--- INFORMATION SHOWN ---
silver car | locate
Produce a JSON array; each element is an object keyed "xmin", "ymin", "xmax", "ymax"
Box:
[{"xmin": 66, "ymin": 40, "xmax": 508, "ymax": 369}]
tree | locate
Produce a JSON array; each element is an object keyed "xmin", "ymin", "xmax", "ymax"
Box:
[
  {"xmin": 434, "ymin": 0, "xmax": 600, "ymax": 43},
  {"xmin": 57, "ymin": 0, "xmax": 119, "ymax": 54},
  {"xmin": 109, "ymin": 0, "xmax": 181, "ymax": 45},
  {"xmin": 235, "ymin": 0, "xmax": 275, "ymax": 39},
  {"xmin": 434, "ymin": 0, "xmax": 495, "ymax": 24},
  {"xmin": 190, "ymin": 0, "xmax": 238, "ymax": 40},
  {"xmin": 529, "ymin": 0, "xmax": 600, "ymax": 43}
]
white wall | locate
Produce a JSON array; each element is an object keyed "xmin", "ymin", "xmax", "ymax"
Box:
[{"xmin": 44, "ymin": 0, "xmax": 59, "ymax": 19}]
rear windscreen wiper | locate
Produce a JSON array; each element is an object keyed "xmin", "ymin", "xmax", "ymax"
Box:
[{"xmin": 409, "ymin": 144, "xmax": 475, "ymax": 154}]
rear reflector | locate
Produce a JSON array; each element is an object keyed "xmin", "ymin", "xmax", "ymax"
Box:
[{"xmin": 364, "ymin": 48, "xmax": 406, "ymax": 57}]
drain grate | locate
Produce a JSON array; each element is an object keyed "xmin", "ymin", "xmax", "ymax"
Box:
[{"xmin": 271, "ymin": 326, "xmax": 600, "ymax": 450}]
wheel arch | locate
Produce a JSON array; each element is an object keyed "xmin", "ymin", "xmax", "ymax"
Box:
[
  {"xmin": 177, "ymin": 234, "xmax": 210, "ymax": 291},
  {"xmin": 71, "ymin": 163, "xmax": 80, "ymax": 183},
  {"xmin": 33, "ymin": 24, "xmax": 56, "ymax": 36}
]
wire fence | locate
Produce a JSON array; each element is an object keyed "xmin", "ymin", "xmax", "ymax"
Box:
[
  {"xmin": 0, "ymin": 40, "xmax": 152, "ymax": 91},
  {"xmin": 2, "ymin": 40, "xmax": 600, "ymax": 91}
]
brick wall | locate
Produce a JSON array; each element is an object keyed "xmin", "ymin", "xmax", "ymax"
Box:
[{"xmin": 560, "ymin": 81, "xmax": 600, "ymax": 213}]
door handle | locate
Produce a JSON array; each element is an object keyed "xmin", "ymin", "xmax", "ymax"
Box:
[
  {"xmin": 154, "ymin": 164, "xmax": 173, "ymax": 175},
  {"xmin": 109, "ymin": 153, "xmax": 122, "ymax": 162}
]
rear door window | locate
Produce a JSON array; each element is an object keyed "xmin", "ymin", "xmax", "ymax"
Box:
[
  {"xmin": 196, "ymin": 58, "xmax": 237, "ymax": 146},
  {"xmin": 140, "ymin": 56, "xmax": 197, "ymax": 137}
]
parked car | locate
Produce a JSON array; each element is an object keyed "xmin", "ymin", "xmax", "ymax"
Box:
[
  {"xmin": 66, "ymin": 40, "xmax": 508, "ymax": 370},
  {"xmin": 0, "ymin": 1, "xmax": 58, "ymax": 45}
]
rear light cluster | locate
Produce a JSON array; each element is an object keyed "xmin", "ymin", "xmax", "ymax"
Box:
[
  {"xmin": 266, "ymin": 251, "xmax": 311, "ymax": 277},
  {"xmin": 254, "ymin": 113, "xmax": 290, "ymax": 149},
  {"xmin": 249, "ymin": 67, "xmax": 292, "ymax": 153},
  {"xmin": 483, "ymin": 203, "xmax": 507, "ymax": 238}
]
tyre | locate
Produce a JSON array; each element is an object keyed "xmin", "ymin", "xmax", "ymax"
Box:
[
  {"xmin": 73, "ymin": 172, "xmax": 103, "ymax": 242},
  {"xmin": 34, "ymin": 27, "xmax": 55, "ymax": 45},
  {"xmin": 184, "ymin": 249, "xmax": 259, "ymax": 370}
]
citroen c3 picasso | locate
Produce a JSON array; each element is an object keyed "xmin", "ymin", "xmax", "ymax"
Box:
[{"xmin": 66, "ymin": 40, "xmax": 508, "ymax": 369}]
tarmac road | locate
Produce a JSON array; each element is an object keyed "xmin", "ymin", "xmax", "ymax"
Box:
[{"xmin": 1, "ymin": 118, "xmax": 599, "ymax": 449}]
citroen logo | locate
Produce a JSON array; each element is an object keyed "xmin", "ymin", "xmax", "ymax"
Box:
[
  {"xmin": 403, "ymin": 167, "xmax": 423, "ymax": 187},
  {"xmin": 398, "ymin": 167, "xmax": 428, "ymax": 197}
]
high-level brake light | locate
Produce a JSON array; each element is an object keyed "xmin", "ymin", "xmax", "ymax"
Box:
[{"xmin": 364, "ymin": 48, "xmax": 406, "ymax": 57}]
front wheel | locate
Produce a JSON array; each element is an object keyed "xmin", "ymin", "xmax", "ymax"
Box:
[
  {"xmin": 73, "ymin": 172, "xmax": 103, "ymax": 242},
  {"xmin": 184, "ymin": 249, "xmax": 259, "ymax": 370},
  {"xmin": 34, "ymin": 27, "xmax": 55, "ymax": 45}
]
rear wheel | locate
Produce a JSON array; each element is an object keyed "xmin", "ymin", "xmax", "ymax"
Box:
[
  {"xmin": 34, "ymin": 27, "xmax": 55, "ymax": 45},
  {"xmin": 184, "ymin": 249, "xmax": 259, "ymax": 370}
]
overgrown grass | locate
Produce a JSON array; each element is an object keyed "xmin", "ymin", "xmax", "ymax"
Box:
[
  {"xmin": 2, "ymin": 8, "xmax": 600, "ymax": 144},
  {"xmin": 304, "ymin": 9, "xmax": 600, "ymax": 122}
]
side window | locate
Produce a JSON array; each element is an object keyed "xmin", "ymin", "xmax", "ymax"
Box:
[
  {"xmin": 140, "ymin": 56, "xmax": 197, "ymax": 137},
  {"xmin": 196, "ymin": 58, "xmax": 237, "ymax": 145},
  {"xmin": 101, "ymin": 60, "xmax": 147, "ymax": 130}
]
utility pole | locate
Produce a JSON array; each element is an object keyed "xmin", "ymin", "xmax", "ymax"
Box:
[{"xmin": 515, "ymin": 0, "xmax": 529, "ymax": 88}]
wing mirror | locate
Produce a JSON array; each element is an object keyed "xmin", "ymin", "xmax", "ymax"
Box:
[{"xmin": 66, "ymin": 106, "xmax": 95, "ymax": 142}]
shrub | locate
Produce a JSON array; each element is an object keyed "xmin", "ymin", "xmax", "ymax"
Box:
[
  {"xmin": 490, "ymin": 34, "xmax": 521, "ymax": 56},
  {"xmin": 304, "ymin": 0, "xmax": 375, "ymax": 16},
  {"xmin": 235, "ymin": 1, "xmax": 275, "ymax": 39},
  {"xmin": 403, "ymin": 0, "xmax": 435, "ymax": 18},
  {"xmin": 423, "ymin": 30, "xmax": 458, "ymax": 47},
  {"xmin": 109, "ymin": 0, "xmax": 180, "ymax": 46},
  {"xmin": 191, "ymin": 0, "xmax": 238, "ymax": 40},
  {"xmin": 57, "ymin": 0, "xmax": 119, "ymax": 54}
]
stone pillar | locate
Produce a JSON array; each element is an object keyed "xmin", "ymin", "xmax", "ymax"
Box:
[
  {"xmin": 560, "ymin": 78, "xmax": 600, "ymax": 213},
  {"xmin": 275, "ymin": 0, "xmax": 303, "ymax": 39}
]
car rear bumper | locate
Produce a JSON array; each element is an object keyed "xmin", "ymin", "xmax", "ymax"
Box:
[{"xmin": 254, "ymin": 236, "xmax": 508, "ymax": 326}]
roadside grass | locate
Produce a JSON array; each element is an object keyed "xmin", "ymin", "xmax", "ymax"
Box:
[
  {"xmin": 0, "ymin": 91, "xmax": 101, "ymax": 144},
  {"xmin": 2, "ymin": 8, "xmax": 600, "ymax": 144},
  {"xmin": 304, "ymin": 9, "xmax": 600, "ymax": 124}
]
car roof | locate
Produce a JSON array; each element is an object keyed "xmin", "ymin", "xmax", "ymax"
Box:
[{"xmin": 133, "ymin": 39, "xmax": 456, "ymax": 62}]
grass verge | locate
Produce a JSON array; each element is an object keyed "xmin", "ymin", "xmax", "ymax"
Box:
---
PROBLEM TO SOLVE |
Give back, verbatim, the lines from the top of the entries above through the line containing "rear reflector | locate".

COMPLETED TASK |
silver car | locate
Produce a JSON array; each element is an object keyed "xmin", "ymin", "xmax", "ymax"
Box:
[{"xmin": 66, "ymin": 40, "xmax": 508, "ymax": 369}]
tree | locate
Produce a JSON array; each element is an object keyed "xmin", "ymin", "xmax", "ymax"
Box:
[
  {"xmin": 434, "ymin": 0, "xmax": 600, "ymax": 43},
  {"xmin": 57, "ymin": 0, "xmax": 119, "ymax": 54},
  {"xmin": 109, "ymin": 0, "xmax": 181, "ymax": 45},
  {"xmin": 235, "ymin": 0, "xmax": 275, "ymax": 39},
  {"xmin": 434, "ymin": 0, "xmax": 495, "ymax": 24},
  {"xmin": 190, "ymin": 0, "xmax": 238, "ymax": 40},
  {"xmin": 529, "ymin": 0, "xmax": 600, "ymax": 43}
]
white wall | locate
Produce a JSON array; each element is an object keyed "xmin", "ymin", "xmax", "ymax"
Box:
[{"xmin": 44, "ymin": 0, "xmax": 59, "ymax": 19}]
rear windscreen wiper | locate
Produce a JSON array; each element is an object keyed "xmin", "ymin", "xmax", "ymax"
Box:
[{"xmin": 409, "ymin": 144, "xmax": 475, "ymax": 154}]
rear reflector | locate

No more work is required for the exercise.